> **GIVEN RECORDS**
= = = =
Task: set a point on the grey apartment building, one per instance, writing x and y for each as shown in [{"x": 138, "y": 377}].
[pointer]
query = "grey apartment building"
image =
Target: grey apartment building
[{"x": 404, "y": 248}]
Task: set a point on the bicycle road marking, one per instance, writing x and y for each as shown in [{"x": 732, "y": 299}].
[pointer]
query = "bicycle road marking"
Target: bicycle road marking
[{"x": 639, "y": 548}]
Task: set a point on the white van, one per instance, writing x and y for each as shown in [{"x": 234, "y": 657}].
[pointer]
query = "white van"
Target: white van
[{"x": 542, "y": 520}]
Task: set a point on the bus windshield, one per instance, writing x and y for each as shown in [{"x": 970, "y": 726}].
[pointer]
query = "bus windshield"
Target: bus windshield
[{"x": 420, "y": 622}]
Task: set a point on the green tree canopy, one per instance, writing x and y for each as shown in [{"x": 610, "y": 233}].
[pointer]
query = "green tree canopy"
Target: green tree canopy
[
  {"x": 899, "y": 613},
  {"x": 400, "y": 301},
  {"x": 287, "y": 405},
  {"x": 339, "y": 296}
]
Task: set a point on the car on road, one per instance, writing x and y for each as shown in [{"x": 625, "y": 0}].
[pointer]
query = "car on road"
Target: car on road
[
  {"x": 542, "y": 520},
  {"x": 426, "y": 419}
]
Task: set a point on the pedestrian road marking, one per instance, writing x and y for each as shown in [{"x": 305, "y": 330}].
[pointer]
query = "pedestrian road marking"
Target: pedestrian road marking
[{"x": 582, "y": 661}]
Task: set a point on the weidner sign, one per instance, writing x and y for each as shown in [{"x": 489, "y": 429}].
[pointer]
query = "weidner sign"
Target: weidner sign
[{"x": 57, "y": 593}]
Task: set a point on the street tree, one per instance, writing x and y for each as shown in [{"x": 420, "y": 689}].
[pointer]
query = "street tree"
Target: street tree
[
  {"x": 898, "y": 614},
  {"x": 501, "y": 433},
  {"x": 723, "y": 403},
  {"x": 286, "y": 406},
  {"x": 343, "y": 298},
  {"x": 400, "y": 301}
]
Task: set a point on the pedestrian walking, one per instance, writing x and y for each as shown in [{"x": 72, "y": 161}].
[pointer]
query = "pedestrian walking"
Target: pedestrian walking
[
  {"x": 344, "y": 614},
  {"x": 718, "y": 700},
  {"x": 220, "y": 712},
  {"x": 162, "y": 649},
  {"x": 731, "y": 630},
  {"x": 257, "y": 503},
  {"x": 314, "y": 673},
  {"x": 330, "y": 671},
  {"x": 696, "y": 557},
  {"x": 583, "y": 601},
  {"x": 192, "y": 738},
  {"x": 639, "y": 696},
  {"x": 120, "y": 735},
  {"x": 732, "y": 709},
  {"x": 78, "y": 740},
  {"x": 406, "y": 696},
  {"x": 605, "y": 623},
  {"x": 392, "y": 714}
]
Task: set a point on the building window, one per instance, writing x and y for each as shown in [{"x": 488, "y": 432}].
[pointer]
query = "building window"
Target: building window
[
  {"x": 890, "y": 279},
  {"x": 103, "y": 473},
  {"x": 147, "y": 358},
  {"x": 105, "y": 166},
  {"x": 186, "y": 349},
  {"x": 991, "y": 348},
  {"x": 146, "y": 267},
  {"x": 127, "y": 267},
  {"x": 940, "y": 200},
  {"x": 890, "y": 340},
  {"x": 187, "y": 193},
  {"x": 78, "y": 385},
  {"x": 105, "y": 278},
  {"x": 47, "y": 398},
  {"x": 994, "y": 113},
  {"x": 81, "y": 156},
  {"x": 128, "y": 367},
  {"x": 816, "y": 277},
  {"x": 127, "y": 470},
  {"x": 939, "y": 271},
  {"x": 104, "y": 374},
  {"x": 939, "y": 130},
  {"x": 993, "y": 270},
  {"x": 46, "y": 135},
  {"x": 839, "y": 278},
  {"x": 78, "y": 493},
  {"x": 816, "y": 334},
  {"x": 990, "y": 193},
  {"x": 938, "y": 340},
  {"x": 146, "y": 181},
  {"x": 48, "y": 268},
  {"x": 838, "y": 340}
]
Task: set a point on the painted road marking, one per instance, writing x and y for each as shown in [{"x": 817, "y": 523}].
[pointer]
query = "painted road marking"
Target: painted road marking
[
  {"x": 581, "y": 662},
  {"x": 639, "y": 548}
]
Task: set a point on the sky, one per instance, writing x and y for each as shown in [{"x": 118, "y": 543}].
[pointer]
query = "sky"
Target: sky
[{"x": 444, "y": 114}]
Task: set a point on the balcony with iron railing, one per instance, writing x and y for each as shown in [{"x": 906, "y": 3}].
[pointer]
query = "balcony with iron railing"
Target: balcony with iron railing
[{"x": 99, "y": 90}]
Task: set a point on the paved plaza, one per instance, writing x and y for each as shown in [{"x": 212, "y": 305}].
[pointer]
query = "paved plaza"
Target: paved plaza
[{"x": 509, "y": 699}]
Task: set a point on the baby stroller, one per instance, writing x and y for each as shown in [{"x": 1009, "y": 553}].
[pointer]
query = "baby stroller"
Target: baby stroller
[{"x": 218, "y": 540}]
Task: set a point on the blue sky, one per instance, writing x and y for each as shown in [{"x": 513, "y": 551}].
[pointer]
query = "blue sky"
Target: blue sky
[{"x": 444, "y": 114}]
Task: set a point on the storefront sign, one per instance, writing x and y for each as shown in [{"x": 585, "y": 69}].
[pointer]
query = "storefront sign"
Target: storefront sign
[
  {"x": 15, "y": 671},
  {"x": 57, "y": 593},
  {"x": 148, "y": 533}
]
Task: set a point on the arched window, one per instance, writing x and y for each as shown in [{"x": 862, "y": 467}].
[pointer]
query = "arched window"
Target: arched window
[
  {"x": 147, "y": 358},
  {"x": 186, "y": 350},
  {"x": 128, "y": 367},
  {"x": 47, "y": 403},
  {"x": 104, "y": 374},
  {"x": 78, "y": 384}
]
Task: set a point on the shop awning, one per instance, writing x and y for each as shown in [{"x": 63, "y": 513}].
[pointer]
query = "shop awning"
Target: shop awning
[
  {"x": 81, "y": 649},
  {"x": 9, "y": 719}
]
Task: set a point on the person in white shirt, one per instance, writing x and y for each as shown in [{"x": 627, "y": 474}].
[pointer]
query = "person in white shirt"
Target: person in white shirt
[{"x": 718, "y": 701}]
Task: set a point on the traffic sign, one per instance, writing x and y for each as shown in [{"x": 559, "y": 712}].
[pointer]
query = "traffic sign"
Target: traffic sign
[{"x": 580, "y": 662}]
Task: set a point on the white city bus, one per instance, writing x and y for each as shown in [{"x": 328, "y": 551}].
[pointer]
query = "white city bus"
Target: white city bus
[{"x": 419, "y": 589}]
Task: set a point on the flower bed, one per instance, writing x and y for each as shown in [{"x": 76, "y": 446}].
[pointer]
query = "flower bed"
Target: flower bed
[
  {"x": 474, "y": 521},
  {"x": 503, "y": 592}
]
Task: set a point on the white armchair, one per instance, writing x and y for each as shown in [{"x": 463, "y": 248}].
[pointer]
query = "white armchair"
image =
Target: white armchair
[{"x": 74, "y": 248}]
= = = =
> **PROBLEM TO SOLVE**
Output all of the data again, exactly.

> **SOLUTION FOR THIS TASK**
Task: set a point on the grey apartment building, one per instance, writing x and y for each as shown in [{"x": 138, "y": 377}].
[pointer]
query = "grey apartment building"
image =
Target: grey apartment building
[{"x": 404, "y": 248}]
Task: set a point on the bicycle road marking, one per instance, writing x and y for each as shown in [{"x": 732, "y": 299}].
[pointer]
query = "bicycle road marking"
Target: bicycle road marking
[{"x": 639, "y": 548}]
Task: set a point on the white van, one per instance, writing x and y for each as shown in [{"x": 234, "y": 657}].
[pointer]
query = "white van"
Target: white van
[{"x": 542, "y": 520}]
Task: set a point on the bus windshield, one per instance, writing x and y for each as shown in [{"x": 970, "y": 726}].
[pointer]
query = "bus windshield"
Target: bus windshield
[{"x": 420, "y": 622}]
Task: set a point on the green tree canopy, one per instance, writing x and y for each as shown in [{"x": 610, "y": 233}].
[pointer]
query = "green tree canopy"
Target: green tree canopy
[
  {"x": 899, "y": 613},
  {"x": 400, "y": 301},
  {"x": 287, "y": 405},
  {"x": 339, "y": 296}
]
Task: set a point on the car on road, one per instance, writing x and y for each as shown in [{"x": 625, "y": 0}].
[pointer]
query = "car on road"
Target: car on road
[
  {"x": 542, "y": 520},
  {"x": 426, "y": 419}
]
Task: set a point on the pedestrian road marking, one per instance, writing x and y for each as shown in [{"x": 305, "y": 330}].
[pointer]
query = "pedestrian road marking"
Target: pedestrian road marking
[{"x": 582, "y": 661}]
Task: set a point on the weidner sign, one per instance, writing x and y for each as shown in [{"x": 489, "y": 429}].
[pointer]
query = "weidner sign"
Target: weidner sign
[{"x": 57, "y": 593}]
Task: set a point on the street tree, one per instance, writing x and y for each as shown in [{"x": 420, "y": 689}].
[pointer]
query = "street tree"
Target: street tree
[
  {"x": 898, "y": 614},
  {"x": 501, "y": 433},
  {"x": 723, "y": 403},
  {"x": 286, "y": 406},
  {"x": 343, "y": 298},
  {"x": 400, "y": 301}
]
Task: set a point on the pedestrian walking, one per instance, writing x and y for each as shown in [{"x": 72, "y": 161}].
[pointer]
query = "pedestrian walking"
Target: pedestrian walking
[
  {"x": 344, "y": 614},
  {"x": 718, "y": 700},
  {"x": 220, "y": 712},
  {"x": 162, "y": 649},
  {"x": 731, "y": 630},
  {"x": 257, "y": 503},
  {"x": 314, "y": 673},
  {"x": 330, "y": 671},
  {"x": 696, "y": 557},
  {"x": 583, "y": 601},
  {"x": 192, "y": 738},
  {"x": 639, "y": 696},
  {"x": 120, "y": 735},
  {"x": 732, "y": 709},
  {"x": 78, "y": 740},
  {"x": 406, "y": 696},
  {"x": 605, "y": 623},
  {"x": 392, "y": 714}
]
Task: set a point on the building window, one per instance, writing x and y for each as shown in [{"x": 488, "y": 432}].
[pointer]
query = "building window"
Target: building window
[
  {"x": 890, "y": 279},
  {"x": 103, "y": 473},
  {"x": 147, "y": 358},
  {"x": 105, "y": 166},
  {"x": 186, "y": 349},
  {"x": 991, "y": 348},
  {"x": 146, "y": 267},
  {"x": 127, "y": 267},
  {"x": 940, "y": 200},
  {"x": 890, "y": 340},
  {"x": 187, "y": 193},
  {"x": 78, "y": 385},
  {"x": 105, "y": 278},
  {"x": 47, "y": 398},
  {"x": 994, "y": 113},
  {"x": 81, "y": 156},
  {"x": 128, "y": 367},
  {"x": 816, "y": 277},
  {"x": 127, "y": 470},
  {"x": 939, "y": 271},
  {"x": 104, "y": 374},
  {"x": 939, "y": 130},
  {"x": 993, "y": 270},
  {"x": 46, "y": 135},
  {"x": 839, "y": 278},
  {"x": 78, "y": 493},
  {"x": 816, "y": 334},
  {"x": 990, "y": 193},
  {"x": 938, "y": 340},
  {"x": 146, "y": 181},
  {"x": 48, "y": 268},
  {"x": 838, "y": 340}
]
Task: set a point on the painted road marking, one per instance, writing x and y for each as shown in [{"x": 817, "y": 523}].
[pointer]
query = "painted road marking"
Target: painted road marking
[
  {"x": 581, "y": 662},
  {"x": 639, "y": 548}
]
Task: set a point on the sky, one per instance, writing x and y for each as shown in [{"x": 118, "y": 543}].
[pointer]
query = "sky"
Target: sky
[{"x": 444, "y": 114}]
Task: set a point on the balcony with iron railing, one per instance, writing x and y for each as shown in [{"x": 906, "y": 3}].
[pointer]
query = "balcony with iron railing"
Target: balcony with iron railing
[{"x": 99, "y": 90}]
Task: set a point on the paved plaza, one per instance, writing x and y for each as shown in [{"x": 212, "y": 305}].
[pointer]
query = "paved plaza"
Target: paved plaza
[{"x": 509, "y": 699}]
Task: set a point on the baby stroller, one per instance, writing x and y for each as shown in [{"x": 1009, "y": 553}].
[pointer]
query = "baby stroller"
Target: baby stroller
[{"x": 218, "y": 540}]
Task: set a point on the blue sky, one per instance, writing x and y for each as shown in [{"x": 513, "y": 551}].
[pointer]
query = "blue sky"
Target: blue sky
[{"x": 444, "y": 114}]
Task: set a point on the storefront sign, one per instance, writing x and y for each as shown in [{"x": 585, "y": 69}].
[pointer]
query = "storefront sign"
Target: storefront sign
[
  {"x": 15, "y": 671},
  {"x": 57, "y": 593},
  {"x": 148, "y": 533}
]
Task: set a point on the arched window, one per instance, writing x and y for each as shown in [{"x": 862, "y": 467}].
[pointer]
query = "arched window"
Target: arched window
[
  {"x": 147, "y": 358},
  {"x": 186, "y": 350},
  {"x": 128, "y": 367},
  {"x": 47, "y": 403},
  {"x": 104, "y": 374},
  {"x": 78, "y": 384}
]
Task: set a point on the shop awning, one per instance, writing x and y for each as shown in [{"x": 63, "y": 513}].
[pointer]
query = "shop awning"
Target: shop awning
[
  {"x": 81, "y": 649},
  {"x": 9, "y": 719}
]
Task: set a point on the person in white shirt, one per instance, writing x and y for each as shown in [{"x": 627, "y": 474}].
[pointer]
query = "person in white shirt"
Target: person in white shirt
[{"x": 718, "y": 701}]
Task: set a point on the traffic sign, one per instance, writing x and y for each as shown in [{"x": 559, "y": 712}].
[pointer]
query = "traffic sign"
Target: traffic sign
[{"x": 580, "y": 662}]
Task: set a point on the white city bus, one per instance, writing x and y for each as shown in [{"x": 328, "y": 551}].
[pointer]
query = "white city bus"
Target: white city bus
[{"x": 419, "y": 589}]
Task: set a point on the flower bed, one per instance, writing x and y for each as shown in [{"x": 76, "y": 446}].
[pointer]
query = "flower bed"
Target: flower bed
[
  {"x": 474, "y": 521},
  {"x": 503, "y": 592}
]
Task: set a point on the white armchair, one per instance, writing x and y for each as shown in [{"x": 463, "y": 248}].
[pointer]
query = "white armchair"
image =
Target: white armchair
[{"x": 74, "y": 248}]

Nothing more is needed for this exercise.